● **Requirement**:
Of the lines listed below, return exactly those that run from the line containing "Write each point like <point>362,308</point>." through the line containing "Write each point like <point>8,240</point>.", both included.

● **Data for this exercise**:
##############################
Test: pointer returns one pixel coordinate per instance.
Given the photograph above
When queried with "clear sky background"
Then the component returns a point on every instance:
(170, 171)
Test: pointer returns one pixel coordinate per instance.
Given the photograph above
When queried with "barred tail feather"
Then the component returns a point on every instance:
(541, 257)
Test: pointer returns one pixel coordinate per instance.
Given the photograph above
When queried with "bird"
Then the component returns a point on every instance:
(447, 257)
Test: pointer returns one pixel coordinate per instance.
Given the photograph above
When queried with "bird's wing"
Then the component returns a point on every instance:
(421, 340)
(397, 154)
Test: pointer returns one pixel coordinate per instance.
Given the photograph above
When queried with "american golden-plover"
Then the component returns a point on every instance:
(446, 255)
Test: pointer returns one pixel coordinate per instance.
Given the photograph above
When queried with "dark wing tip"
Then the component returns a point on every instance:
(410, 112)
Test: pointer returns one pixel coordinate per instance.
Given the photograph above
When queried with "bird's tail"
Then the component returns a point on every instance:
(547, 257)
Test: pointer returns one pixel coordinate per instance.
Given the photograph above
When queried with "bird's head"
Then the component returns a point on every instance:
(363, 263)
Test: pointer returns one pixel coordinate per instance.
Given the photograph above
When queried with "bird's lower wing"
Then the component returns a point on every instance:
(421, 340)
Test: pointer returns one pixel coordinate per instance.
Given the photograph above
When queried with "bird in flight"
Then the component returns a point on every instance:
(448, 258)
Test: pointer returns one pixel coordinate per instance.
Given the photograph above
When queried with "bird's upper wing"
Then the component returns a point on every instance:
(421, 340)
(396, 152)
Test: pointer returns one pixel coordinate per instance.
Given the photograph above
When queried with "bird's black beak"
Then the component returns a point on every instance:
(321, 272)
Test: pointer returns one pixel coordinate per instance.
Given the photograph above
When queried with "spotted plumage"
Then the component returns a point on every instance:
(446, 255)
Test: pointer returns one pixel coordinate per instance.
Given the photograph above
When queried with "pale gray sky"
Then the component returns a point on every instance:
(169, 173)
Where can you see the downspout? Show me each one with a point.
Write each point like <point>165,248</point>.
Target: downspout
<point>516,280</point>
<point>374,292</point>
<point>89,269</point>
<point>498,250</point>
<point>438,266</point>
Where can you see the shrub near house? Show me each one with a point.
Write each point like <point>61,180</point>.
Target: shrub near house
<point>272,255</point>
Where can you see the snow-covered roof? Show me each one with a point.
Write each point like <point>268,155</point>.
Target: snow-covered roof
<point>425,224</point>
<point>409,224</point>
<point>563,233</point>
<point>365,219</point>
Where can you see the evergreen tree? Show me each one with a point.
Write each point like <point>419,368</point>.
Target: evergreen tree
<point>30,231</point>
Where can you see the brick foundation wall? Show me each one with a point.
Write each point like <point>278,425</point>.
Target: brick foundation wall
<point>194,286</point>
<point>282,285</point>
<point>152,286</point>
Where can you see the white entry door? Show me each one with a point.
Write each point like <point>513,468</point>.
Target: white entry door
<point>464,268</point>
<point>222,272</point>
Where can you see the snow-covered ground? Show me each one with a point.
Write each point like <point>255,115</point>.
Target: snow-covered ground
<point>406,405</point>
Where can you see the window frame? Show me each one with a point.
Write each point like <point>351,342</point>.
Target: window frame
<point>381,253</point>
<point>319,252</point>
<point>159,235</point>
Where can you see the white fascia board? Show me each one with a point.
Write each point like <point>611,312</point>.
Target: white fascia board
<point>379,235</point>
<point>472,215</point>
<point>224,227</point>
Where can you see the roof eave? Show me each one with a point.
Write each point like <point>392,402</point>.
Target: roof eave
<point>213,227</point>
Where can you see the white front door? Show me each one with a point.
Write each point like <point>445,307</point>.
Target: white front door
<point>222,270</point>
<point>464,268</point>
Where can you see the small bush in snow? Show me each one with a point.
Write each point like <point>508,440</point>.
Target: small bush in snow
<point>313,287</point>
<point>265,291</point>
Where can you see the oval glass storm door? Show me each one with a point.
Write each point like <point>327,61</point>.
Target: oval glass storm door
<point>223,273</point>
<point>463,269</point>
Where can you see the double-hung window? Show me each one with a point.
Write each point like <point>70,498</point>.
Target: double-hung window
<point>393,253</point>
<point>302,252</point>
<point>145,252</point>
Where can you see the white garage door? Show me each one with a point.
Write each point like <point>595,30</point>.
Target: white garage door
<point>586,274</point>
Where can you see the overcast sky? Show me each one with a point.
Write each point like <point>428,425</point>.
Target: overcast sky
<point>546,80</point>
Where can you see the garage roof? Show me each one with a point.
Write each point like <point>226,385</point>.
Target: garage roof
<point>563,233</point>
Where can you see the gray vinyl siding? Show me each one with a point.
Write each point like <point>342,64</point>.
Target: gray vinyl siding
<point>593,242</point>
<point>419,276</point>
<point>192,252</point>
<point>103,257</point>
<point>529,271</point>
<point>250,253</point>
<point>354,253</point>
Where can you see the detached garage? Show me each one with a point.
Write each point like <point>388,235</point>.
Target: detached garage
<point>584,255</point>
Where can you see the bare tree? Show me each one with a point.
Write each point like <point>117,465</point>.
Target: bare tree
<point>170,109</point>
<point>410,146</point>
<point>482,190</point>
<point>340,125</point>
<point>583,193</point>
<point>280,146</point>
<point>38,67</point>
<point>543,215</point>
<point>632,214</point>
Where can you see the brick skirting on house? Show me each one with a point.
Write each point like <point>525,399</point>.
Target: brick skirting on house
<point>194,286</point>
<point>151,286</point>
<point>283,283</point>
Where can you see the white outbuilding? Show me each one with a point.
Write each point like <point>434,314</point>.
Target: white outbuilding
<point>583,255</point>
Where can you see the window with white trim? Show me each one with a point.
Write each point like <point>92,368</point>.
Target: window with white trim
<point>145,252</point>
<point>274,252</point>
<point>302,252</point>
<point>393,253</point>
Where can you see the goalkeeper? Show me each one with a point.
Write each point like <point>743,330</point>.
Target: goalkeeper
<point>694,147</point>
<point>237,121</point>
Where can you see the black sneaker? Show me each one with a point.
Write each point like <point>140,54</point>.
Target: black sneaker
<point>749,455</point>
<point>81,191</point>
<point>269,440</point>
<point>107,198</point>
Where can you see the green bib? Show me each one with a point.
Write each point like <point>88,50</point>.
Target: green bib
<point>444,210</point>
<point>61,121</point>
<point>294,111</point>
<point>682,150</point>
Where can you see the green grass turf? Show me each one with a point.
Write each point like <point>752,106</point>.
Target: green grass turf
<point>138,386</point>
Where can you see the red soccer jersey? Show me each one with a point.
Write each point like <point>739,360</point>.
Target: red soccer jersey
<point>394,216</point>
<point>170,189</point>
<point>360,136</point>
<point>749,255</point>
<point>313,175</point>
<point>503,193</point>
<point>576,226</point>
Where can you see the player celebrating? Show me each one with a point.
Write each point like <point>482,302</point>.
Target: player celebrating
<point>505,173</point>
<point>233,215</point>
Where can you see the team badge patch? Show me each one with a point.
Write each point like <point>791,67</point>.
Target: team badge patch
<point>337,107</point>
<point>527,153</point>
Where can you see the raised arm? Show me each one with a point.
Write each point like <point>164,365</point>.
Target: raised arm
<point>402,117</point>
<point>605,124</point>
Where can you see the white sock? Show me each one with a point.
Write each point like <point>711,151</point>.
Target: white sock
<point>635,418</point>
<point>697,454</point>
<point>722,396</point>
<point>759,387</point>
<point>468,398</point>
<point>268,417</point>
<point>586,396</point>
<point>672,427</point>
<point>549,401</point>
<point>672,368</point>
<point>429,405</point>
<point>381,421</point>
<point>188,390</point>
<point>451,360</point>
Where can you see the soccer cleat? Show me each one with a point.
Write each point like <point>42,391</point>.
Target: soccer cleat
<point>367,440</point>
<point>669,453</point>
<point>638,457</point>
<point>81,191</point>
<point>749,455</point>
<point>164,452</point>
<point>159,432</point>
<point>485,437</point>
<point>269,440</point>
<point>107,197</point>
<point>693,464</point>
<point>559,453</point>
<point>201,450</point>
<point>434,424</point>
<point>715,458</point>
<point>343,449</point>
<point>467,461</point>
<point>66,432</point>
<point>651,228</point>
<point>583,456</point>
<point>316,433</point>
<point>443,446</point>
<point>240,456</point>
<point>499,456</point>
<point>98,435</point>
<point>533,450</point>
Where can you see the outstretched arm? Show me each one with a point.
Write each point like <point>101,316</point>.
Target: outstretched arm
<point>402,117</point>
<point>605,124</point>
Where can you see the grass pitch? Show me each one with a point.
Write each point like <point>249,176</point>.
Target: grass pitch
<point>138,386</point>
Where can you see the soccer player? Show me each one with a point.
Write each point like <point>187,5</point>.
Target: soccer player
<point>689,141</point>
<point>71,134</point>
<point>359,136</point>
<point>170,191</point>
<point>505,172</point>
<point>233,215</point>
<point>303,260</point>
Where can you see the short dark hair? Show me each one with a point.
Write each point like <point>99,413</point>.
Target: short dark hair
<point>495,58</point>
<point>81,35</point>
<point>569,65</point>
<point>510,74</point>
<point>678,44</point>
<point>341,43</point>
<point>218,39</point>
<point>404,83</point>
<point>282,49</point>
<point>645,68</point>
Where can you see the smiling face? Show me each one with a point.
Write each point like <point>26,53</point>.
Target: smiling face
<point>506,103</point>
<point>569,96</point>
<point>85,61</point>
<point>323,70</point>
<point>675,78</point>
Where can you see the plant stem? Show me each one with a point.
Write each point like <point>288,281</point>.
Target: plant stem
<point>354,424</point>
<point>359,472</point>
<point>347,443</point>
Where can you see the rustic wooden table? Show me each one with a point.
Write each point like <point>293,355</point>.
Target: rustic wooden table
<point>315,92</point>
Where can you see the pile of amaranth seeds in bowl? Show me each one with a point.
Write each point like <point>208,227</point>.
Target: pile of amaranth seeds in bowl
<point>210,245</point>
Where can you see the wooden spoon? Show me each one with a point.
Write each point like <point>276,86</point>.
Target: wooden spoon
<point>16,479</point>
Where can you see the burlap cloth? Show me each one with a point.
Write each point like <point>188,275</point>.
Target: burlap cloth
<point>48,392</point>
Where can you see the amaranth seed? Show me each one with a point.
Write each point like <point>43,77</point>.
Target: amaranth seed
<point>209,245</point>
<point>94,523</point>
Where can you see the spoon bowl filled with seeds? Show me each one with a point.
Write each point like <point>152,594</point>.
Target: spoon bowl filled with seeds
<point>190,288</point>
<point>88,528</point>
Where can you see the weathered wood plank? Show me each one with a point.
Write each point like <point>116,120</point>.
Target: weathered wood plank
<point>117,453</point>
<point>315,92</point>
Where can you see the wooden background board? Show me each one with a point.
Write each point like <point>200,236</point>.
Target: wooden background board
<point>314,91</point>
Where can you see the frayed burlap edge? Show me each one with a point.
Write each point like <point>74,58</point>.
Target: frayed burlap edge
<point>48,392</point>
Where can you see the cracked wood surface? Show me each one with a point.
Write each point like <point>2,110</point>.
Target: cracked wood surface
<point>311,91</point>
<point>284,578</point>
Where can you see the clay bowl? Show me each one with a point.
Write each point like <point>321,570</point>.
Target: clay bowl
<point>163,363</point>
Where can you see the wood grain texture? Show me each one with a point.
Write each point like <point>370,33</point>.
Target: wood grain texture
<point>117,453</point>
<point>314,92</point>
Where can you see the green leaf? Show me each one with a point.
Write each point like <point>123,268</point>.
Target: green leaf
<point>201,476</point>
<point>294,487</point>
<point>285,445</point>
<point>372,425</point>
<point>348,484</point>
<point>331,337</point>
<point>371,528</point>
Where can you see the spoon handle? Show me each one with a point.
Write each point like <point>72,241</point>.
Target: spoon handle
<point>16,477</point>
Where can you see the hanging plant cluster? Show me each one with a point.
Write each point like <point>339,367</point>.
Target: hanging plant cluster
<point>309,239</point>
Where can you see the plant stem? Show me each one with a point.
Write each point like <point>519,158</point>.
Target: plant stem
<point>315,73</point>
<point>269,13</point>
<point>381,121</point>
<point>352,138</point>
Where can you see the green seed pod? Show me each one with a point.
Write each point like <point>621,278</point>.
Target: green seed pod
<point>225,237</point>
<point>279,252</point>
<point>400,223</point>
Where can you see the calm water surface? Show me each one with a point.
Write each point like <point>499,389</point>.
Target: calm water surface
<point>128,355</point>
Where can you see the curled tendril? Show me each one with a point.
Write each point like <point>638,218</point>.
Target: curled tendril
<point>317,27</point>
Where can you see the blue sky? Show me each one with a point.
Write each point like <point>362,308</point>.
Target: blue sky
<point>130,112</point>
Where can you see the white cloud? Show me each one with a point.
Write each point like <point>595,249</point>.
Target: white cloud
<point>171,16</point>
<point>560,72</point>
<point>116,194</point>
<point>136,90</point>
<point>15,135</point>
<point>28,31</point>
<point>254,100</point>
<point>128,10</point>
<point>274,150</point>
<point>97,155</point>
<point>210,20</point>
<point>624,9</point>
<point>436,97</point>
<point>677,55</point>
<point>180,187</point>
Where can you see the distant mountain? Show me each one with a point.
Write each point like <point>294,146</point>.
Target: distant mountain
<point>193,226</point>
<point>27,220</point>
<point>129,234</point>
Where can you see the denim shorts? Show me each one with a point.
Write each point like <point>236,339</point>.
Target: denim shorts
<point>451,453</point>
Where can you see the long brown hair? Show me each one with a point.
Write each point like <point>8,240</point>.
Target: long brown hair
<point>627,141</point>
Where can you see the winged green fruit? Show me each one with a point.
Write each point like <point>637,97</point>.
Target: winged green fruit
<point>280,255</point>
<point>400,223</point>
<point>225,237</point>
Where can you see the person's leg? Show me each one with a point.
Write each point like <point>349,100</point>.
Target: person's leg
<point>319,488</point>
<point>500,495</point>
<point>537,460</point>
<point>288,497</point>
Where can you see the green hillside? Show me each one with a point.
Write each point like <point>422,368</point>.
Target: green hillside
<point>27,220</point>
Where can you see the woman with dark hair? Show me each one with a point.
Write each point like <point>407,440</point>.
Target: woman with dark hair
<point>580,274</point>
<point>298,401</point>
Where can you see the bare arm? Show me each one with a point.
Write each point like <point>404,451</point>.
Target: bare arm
##############################
● **Task answer**:
Write each point like <point>362,308</point>.
Target: blue sky
<point>130,112</point>
Where can you see the white cloud? Show me each one with a point.
Write each point like <point>595,249</point>.
Target: white cloud
<point>171,16</point>
<point>560,72</point>
<point>116,194</point>
<point>136,90</point>
<point>15,135</point>
<point>28,31</point>
<point>254,100</point>
<point>128,10</point>
<point>274,150</point>
<point>97,155</point>
<point>210,20</point>
<point>624,9</point>
<point>436,97</point>
<point>677,55</point>
<point>180,187</point>
Where can you see the distant mountain? Show me each one with a point.
Write each point like <point>294,146</point>.
Target: distant mountain
<point>193,226</point>
<point>27,220</point>
<point>129,234</point>
Where can you see the denim shorts? Show me each one with a point.
Write each point like <point>236,339</point>.
Target: denim shorts
<point>451,453</point>
Where can you see the long brown hair? Show me each one with a point.
Write each point like <point>8,240</point>.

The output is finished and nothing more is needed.